#### Extracted records:
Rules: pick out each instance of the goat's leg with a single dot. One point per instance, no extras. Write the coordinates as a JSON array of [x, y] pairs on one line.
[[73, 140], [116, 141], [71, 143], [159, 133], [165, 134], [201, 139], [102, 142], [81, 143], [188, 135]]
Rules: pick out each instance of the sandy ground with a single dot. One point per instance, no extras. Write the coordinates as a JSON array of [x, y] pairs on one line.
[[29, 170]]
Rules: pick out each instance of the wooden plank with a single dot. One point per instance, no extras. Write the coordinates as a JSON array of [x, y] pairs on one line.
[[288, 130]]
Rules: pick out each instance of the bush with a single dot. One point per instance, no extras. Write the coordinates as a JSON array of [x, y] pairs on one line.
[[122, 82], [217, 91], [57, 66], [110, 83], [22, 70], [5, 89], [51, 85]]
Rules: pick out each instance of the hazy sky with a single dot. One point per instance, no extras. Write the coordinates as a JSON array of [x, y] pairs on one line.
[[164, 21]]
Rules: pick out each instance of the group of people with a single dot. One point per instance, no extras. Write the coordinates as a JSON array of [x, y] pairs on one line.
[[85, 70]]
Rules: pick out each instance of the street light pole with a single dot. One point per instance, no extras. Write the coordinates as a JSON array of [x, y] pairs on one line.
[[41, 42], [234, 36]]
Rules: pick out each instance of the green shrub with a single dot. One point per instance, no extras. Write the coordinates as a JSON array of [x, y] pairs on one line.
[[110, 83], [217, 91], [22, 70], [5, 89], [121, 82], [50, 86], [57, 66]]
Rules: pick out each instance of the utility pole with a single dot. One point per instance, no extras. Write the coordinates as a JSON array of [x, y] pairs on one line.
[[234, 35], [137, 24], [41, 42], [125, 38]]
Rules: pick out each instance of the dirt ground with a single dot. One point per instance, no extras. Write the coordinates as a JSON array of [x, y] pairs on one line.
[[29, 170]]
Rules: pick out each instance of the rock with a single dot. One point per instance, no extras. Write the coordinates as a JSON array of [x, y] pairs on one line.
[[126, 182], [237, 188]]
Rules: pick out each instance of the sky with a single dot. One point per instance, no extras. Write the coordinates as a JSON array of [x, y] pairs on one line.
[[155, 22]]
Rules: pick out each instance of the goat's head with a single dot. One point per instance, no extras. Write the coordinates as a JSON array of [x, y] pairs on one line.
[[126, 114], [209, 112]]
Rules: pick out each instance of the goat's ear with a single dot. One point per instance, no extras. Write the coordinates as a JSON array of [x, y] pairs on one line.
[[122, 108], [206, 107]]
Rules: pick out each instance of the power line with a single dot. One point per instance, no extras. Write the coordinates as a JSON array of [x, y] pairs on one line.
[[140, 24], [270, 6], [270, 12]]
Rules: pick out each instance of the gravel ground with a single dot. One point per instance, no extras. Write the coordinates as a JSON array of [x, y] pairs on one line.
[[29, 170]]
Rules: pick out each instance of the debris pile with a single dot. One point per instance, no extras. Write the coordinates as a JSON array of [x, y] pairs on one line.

#### What the exercise asks:
Copy the data word for word from its first line down through the line that contains "[[288, 130]]", including that line, and stop there.

#### Correct output:
Rules: pick out each instance of the goat's leg with a single dot. One point per instance, no extras. Write the coordinates as a JSON array of [x, y] pairs on one line.
[[73, 140], [116, 141], [71, 143], [159, 133], [165, 134], [201, 139], [102, 142], [81, 143], [188, 135]]
Rules: pick out each instance of the sandy ground with a single dot. One point per instance, no extras. Write the coordinates as a JSON array of [x, y] pairs on one line.
[[29, 170]]
Rules: pick out each instance of the wooden plank with a single dot. One point per instance, no extras. Write the coordinates as a JSON array of [x, y] pairs on one line.
[[288, 130]]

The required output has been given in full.